### Source document
◇ ◇ ◇ ◇ ◇
Scientific classification
- Kingdom: Animalia
- Phylum: Chordata
- Class: Mammalia
- Infraclass: Marsupialia
- Order: Peramelemorphia
- Family: Peramelidae
- Genus: Perameles
- Species: P. gunnii
- Binomial name: Perameles gunnii J. E. Gray, 1838

= Eastern barred bandicoot =

- Genus: Perameles
- Species: gunnii
- Authority: J. E. Gray, 1838
- Conservation status: VU

Species of mammal

The eastern barred bandicoot (Perameles gunnii) is a nocturnal, rabbit-sized marsupial endemic to southeastern Australia, being native to the island of Tasmania and mainland Victoria. It is one of the four surviving bandicoot species in the genus Perameles. It is distinguishable from its partially-sympatric congener—the long-nosed bandicoot – via three or four dark horizontal bars found on its rump. In Tasmania, it is relatively abundant. The mainland population in Victoria is struggling and is subject to ongoing conservation endeavors.

==Description==
The eastern barred bandicoot weighs less than 2 kg and has a short tail and three to four whitish bars across the rump. The eastern barred bandicoot has two separated populations, one on the mainland of Australia and one on the island of Tasmania. The Tasmanian form is somewhat larger than the mainland form as the average adult mass is 750 g in Victoria and 1000 g in Tasmania. It lives for just two to three years and is not gregarious. Males occupy large home ranges compared to females and only consort with females for mating.

This species is nocturnal. It emerges from its nest at dusk to forage for a variety of invertebrates including crickets, beetles and earthworms. During the day it rests in a grass-lined nest. When foraging, it uses its long nose to probe deep into the soil and then digs eagerly when it locates food. Females have 8 nipples and can produce a maximum of 5 young in one litter with an average of 2 to 3 young. Gestation lasts just 12 days—this is one of the shortest gestation periods of any mammal. Young are weaned at 55 days, and emergent juveniles remain dependent upon their mothers and forage with them until day 86. Given ideal conditions, females can have up to five litters per year although reproduction becomes depressed in summer and ceases altogether in times of drought.
◇ ◇ ◇ ◇ ◇
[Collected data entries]
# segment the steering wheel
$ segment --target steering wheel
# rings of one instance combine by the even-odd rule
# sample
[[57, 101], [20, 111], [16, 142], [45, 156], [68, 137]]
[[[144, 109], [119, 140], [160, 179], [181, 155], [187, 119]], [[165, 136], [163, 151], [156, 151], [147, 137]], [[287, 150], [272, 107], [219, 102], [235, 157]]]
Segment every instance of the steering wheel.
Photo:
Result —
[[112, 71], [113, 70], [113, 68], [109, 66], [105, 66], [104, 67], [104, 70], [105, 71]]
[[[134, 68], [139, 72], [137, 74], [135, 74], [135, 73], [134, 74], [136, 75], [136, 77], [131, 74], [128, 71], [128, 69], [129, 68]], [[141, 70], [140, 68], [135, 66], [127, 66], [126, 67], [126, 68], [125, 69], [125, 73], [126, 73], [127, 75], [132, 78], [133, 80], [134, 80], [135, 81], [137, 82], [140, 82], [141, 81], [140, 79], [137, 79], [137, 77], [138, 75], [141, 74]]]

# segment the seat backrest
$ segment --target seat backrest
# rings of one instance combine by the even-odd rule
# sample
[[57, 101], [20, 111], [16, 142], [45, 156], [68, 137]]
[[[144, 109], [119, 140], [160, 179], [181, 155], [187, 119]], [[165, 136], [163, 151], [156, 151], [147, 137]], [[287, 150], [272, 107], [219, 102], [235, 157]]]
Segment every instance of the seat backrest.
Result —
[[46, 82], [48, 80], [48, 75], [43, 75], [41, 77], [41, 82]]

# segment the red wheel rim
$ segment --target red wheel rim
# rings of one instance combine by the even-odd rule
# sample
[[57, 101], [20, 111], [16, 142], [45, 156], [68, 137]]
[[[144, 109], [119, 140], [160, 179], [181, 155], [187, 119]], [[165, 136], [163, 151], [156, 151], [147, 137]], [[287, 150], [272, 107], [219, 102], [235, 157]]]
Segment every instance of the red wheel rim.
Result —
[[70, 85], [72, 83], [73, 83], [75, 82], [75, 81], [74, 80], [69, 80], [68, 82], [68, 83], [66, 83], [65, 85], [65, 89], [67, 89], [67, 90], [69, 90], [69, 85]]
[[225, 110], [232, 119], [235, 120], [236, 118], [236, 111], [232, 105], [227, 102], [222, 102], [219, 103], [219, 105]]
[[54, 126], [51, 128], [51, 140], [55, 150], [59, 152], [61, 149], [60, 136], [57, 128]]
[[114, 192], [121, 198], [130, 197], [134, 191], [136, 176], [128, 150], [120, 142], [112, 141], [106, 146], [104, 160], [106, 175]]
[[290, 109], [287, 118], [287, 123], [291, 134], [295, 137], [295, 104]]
◇ ◇ ◇ ◇ ◇
### What to work on
**a)** Output the part of the eastern barred bandicoot article starting at "This species is" and ending at "times of drought.".
**b)** Answer these questions from the eastern barred bandicoot article:
(i) To which family does the species belong?
(ii) What is the average adult mass of the Tasmanian form?
(iii) How many days does gestation last?
**c)** Extend the article on the eastern barred bandicoot beyond its last sentence.
None of the entries is needed for this work.

### Answers to the exercises
**a)**
This species is nocturnal. It emerges from its nest at dusk to forage for a variety of invertebrates including crickets, beetles and earthworms. During the day it rests in a grass-lined nest. When foraging, it uses its long nose to probe deep into the soil and then digs eagerly when it locates food. Females have 8 nipples and can produce a maximum of 5 young in one litter with an average of 2 to 3 young. Gestation lasts just 12 days—this is one of the shortest gestation periods of any mammal. Young are weaned at 55 days, and emergent juveniles remain dependent upon their mothers and forage with them until day 86. Given ideal conditions, females can have up to five litters per year although reproduction becomes depressed in summer and ceases altogether in times of drought.

**b)**
(i) Peramelidae
(ii) 1000 g
(iii) 12 days

**c)**
==Distribution and conservation status==
The eastern barred bandicoot was once distributed across the basalt plains of southwest Victoria, and in Tasmania. Due to predation by introduced foxes and cats, along with land-clearing for farming practices, the Victorian subspecies is critically endangered. Since 1989, eight reintroduction sites have been established across the bandicoot's former range. The conservation of eastern barred bandicoots in Victoria now depends upon the success of captive breeding and reintroduction programs. Keys to this conservation plan include maintaining an insurance population in captivity, conducting research to improve breeding and reintroduction success and increasing community awareness and support for this rare marsupial.

A management plan created in 1987 and updated in 1989 proposed the first reintroduction of the eastern barred bandicoot in Victoria at Woodlands Historic Park, located about 20 km northwest of Melbourne.

In 1988, animals from the last remaining free-ranging mainland population in Hamilton, western Victoria, were moved to captive breeding facilities at Woodlands in order to establish a new population. The offspring bred in captivity later became the foundation for reintroductions into the park’s nature reserve, known as the Back Paddock, a 400-hectare area protected by a predator-resistant fence designed to exclude feral predators.

Populations at four sites are now extinct (Floating Islands Nature Reserve, Lanark, Cobra Killuc Wildlife Reserve and Lake Goldsmith Nature Reserve), functionally extinct at Woodlands Historic park, declining at Mooramong and increasing at Hamilton Community Parklands and Mount Rothwell. The last remaining wild population, which was once found along the Grange Burn (a creek) in Hamilton, has also been declared extinct. The estimated population size for the Victorian eastern barred bandicoot in 2008 was 150 individuals.

Eastern barred bandicoots have been successfully released on Phillip Island, French Island and Churchill Island in Victoria's Westernport.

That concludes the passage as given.